• **Your task**
Quote each of the rows below word for word, keeping every line unchanged.

Excerpts from a location annotation dataset
--*--
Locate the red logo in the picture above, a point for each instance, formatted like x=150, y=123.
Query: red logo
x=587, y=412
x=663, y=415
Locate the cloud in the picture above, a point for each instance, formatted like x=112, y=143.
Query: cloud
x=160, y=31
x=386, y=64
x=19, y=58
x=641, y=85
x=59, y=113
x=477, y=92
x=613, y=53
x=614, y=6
--*--
• **The result**
Locate the red logo in the picture above, a point for each instance, formatted like x=150, y=123.
Query: red logo
x=587, y=412
x=663, y=415
Locate the cloud in the picture above, a point for each instance, formatted like x=112, y=143.
Query: cloud
x=160, y=31
x=386, y=64
x=19, y=58
x=641, y=85
x=59, y=113
x=477, y=92
x=613, y=53
x=614, y=6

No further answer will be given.